Copy the rows below exactly, everything from the line containing "Q: Find one point on every instance of the window in" down to the line containing "Q: Find one point on every instance of the microwave", with both of those lines included.

-- START Extracted entries --

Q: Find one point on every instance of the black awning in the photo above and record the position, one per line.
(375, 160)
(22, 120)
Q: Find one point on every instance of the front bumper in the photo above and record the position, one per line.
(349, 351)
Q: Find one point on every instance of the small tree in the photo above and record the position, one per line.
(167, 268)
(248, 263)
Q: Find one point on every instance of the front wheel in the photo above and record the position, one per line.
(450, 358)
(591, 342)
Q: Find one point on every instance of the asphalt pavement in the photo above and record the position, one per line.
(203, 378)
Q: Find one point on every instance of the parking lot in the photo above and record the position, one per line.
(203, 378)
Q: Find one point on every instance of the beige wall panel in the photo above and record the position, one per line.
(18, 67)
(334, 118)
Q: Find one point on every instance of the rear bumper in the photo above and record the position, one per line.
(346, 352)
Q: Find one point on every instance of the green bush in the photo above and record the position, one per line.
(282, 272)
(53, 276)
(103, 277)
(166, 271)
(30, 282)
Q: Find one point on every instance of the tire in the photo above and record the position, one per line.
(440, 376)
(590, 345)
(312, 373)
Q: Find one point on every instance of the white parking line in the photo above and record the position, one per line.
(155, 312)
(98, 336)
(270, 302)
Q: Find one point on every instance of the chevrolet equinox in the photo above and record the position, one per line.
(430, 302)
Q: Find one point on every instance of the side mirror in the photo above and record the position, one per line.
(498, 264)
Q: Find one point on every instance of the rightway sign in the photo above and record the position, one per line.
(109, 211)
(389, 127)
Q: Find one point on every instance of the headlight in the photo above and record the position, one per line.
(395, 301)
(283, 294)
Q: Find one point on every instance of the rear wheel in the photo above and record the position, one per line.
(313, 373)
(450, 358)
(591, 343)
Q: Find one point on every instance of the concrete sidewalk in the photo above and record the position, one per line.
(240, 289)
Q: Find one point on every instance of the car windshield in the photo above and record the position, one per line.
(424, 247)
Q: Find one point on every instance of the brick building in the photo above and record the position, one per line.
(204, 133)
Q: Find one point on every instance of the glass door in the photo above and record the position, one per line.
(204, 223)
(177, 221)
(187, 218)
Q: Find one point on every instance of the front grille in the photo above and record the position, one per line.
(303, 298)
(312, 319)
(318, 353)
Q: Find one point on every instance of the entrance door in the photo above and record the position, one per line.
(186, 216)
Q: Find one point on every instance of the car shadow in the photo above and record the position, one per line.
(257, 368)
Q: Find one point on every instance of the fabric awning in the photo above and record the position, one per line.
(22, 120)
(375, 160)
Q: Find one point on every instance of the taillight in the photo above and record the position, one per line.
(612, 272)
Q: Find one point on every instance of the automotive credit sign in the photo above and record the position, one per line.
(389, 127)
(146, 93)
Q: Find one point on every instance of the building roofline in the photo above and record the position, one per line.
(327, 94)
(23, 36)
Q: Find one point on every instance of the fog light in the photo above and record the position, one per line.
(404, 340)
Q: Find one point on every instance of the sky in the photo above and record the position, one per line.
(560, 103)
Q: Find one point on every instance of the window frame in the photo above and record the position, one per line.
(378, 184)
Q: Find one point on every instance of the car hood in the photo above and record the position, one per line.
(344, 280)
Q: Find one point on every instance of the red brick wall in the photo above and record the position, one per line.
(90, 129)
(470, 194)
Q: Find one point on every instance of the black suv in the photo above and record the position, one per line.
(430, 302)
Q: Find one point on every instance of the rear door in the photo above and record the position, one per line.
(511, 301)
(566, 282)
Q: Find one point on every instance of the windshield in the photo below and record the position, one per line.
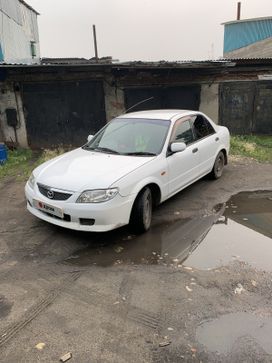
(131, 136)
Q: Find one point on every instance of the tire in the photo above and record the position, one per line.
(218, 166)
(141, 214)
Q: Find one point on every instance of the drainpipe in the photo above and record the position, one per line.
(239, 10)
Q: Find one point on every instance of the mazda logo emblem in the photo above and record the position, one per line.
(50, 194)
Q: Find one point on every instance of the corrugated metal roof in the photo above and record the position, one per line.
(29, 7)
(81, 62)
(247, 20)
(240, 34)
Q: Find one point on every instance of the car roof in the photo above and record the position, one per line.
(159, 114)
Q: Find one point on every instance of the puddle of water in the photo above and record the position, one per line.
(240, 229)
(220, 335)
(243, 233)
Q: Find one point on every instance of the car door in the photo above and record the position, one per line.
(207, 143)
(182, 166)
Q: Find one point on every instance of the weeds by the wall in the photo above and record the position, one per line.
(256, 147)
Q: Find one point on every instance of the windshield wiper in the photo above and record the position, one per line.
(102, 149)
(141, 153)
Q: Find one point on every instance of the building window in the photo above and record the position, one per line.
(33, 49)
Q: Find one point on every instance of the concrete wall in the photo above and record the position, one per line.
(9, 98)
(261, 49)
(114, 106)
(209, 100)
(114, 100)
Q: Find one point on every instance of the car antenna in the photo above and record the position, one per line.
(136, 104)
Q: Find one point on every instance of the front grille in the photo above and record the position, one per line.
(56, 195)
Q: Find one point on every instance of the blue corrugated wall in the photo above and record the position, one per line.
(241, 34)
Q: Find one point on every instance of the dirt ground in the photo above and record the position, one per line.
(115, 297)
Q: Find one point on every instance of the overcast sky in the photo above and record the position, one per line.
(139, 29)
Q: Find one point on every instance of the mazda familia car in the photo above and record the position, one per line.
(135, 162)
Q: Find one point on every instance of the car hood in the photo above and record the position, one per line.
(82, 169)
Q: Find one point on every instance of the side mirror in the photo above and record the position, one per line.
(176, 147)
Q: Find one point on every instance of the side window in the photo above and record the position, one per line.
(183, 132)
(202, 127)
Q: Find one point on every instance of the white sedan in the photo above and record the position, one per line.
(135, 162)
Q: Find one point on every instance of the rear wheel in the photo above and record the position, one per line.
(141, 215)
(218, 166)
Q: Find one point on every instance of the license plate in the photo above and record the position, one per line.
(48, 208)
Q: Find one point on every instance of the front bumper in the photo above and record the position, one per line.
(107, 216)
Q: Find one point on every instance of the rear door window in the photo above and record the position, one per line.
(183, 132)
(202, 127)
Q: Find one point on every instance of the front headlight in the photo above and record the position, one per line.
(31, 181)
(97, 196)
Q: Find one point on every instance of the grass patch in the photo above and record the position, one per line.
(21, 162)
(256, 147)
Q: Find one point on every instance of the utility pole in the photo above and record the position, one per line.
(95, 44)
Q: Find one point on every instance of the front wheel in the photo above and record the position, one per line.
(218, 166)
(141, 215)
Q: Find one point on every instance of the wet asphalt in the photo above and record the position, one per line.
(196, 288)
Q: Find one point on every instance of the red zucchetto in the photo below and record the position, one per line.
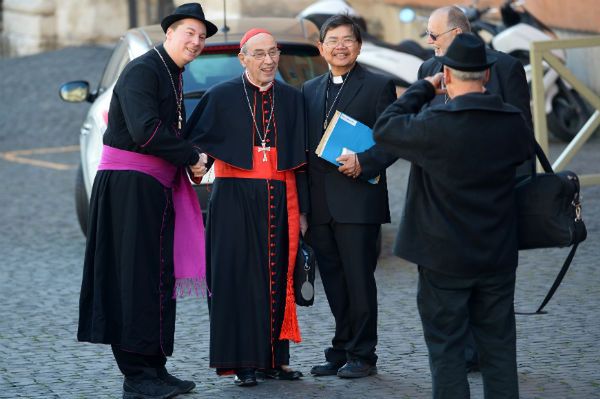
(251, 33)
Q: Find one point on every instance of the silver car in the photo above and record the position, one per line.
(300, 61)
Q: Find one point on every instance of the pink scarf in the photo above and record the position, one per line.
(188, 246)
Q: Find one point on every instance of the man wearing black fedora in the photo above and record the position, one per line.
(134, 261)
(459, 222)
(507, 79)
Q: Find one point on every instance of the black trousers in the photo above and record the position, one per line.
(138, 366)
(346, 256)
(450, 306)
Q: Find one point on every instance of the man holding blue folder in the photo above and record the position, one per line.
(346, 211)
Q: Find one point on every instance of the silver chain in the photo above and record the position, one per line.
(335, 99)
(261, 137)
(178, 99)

-- END Extracted entries --
-- START Extracted entries --

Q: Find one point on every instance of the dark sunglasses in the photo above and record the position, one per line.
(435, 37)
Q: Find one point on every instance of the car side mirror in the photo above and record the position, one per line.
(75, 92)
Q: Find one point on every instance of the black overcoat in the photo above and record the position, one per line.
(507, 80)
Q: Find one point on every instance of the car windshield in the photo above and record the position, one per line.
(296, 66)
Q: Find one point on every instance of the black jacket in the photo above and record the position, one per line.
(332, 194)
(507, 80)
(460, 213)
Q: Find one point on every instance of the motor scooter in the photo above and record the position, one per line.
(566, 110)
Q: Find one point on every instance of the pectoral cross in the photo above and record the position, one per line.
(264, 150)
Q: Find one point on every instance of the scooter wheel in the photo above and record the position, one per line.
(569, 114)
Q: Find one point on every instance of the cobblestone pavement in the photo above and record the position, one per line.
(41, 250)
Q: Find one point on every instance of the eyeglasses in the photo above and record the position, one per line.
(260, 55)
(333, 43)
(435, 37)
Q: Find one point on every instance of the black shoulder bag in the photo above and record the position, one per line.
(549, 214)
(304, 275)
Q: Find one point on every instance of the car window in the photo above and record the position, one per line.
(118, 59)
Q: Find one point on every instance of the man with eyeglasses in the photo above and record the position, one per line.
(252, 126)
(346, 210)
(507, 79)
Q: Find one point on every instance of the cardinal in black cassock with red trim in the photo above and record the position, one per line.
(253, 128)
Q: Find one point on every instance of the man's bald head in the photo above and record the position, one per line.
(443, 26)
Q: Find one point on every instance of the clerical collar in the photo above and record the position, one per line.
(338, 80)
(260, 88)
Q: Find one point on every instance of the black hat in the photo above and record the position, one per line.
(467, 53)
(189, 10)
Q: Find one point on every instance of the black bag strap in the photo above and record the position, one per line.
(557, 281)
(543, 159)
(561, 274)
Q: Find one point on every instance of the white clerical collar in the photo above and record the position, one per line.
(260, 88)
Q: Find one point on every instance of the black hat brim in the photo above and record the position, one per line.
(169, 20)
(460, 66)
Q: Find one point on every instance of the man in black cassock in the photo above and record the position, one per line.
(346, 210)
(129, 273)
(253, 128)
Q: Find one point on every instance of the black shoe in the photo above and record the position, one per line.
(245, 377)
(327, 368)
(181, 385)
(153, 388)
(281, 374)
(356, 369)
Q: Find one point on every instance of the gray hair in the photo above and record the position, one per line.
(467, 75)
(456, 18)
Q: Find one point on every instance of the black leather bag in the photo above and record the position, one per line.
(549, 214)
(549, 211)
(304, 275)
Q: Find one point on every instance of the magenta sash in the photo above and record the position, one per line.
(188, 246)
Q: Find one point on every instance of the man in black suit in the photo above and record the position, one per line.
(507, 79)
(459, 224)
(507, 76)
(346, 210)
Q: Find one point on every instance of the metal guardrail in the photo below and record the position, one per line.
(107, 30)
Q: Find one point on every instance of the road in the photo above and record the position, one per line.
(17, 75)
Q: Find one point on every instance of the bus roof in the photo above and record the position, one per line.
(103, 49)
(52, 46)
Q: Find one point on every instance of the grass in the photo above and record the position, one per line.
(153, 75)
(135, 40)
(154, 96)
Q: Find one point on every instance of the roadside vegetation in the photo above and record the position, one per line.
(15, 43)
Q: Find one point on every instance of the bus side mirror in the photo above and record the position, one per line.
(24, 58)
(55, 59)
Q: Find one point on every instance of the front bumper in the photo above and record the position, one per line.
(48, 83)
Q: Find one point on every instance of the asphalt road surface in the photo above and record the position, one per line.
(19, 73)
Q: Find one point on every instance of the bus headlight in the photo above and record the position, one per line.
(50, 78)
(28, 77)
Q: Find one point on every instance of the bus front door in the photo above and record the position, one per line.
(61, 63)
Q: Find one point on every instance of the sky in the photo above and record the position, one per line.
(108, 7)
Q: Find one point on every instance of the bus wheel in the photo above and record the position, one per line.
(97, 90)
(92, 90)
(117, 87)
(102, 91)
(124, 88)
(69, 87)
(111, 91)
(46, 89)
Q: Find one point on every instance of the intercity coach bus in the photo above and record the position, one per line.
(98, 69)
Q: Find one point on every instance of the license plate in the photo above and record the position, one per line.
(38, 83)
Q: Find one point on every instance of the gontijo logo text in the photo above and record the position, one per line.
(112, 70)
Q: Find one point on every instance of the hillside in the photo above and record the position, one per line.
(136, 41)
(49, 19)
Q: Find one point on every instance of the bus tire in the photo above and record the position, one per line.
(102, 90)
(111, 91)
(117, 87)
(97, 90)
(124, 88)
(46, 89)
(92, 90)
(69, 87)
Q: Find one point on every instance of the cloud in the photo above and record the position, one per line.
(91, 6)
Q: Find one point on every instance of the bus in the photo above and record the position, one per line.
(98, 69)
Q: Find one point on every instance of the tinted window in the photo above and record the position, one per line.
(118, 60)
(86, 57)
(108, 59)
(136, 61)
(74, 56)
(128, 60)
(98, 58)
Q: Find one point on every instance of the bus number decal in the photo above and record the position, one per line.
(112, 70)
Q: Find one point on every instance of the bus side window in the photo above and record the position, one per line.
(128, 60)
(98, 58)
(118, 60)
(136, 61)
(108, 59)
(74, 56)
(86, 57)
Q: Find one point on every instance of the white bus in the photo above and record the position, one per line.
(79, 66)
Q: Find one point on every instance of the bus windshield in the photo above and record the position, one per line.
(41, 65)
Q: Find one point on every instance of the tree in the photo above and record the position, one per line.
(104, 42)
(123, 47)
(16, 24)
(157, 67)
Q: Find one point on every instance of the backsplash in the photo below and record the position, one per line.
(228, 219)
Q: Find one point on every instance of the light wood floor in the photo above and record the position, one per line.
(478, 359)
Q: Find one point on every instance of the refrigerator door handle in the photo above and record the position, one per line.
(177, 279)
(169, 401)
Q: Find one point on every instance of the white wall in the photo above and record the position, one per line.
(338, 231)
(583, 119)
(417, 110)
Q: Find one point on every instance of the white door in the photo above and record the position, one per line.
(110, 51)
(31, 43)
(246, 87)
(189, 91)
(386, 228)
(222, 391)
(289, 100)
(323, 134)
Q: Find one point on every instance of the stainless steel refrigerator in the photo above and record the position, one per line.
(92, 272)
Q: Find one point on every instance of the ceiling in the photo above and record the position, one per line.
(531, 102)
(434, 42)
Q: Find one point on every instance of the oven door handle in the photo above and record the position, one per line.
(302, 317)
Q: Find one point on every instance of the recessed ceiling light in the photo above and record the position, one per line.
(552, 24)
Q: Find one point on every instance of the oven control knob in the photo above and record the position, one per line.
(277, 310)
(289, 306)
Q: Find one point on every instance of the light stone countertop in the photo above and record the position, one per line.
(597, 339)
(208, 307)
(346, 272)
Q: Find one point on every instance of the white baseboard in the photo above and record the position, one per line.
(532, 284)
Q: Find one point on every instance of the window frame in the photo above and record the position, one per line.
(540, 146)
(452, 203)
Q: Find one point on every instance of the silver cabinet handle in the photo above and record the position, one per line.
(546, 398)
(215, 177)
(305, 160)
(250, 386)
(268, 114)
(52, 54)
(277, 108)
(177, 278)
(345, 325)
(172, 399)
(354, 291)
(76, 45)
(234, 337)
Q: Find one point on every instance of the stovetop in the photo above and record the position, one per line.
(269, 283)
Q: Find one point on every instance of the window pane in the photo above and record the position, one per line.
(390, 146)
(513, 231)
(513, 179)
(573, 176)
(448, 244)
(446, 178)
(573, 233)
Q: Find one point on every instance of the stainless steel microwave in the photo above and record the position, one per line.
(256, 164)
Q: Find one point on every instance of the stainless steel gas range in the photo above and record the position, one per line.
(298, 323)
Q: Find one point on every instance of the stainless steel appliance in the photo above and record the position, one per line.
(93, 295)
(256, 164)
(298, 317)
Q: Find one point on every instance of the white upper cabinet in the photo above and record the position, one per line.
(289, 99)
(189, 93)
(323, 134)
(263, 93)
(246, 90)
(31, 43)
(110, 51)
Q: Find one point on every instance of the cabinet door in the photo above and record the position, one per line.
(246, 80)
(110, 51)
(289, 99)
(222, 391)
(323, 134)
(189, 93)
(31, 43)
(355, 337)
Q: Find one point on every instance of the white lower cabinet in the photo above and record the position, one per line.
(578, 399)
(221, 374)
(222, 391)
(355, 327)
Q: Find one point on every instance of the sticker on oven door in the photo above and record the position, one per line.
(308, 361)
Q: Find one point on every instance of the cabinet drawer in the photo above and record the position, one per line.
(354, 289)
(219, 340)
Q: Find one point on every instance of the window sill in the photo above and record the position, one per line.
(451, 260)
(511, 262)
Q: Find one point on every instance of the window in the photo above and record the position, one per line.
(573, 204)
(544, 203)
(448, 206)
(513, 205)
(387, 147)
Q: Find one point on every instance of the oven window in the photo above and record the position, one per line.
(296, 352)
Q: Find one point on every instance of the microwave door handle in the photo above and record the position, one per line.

-- END Extracted entries --
-- START Extracted entries --

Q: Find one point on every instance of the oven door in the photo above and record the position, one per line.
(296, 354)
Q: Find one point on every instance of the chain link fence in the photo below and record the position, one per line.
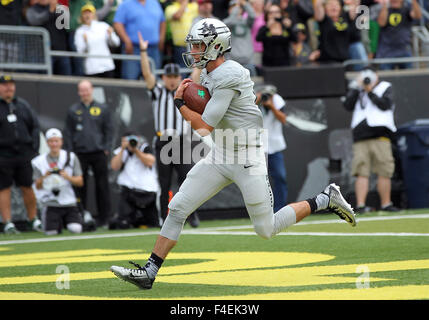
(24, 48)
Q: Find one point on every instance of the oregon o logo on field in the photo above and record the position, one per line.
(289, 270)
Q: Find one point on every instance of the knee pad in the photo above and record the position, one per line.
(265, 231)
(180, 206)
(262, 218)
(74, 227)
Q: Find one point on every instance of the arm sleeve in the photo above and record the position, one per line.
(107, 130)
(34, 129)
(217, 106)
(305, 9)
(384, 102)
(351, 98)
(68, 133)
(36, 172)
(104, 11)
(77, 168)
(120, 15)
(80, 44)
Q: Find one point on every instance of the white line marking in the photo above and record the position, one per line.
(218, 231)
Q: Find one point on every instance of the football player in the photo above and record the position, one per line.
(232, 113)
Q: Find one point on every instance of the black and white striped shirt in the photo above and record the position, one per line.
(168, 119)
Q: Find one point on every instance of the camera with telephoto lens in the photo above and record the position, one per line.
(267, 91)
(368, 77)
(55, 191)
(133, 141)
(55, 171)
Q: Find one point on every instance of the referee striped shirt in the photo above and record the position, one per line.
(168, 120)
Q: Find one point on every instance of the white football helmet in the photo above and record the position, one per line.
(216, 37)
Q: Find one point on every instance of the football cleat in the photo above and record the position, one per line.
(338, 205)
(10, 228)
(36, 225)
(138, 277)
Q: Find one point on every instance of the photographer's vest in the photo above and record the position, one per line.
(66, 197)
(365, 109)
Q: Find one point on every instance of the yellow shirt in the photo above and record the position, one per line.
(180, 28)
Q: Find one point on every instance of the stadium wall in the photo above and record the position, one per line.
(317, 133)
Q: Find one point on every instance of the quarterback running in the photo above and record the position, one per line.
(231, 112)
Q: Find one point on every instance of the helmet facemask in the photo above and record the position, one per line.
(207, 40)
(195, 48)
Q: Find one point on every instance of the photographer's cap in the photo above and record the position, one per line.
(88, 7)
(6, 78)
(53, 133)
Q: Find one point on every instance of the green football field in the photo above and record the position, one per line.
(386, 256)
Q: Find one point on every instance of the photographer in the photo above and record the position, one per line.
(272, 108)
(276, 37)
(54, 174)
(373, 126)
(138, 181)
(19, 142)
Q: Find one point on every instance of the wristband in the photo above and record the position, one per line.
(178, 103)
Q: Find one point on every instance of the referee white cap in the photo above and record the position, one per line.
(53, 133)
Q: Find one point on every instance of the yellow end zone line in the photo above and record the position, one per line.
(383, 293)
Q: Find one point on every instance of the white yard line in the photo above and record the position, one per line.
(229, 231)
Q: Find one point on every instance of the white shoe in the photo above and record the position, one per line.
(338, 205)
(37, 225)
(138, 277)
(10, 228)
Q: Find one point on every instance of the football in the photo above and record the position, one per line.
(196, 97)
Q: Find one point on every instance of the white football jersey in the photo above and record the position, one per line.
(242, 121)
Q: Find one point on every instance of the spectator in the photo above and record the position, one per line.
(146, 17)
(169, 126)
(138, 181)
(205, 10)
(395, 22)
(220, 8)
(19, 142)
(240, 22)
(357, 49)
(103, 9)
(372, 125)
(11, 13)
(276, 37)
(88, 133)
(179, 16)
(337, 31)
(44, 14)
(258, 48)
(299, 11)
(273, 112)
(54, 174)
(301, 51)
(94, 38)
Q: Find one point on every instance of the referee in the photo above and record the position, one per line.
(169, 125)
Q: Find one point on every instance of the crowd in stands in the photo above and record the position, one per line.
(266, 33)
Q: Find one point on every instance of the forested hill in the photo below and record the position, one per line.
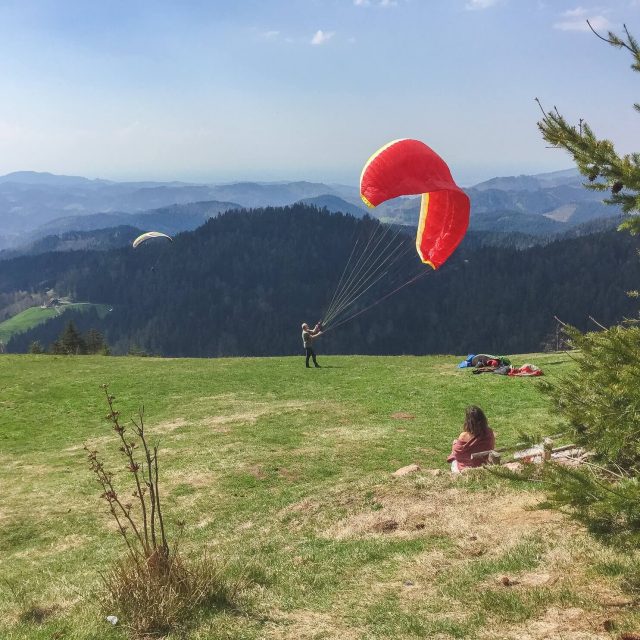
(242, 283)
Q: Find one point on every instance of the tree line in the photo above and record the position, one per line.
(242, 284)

-- END Extracted entries --

Correct answer >>
Q: Find one point on every instance of the window in the photo above and record the position, one per line.
(573, 204)
(544, 203)
(448, 206)
(513, 205)
(387, 147)
Q: Find one point on every instance of the oven window in the photo above and record the position, one per line.
(296, 352)
Q: Find one point on every instance of the microwave door handle in the photo above and record the position, one per line.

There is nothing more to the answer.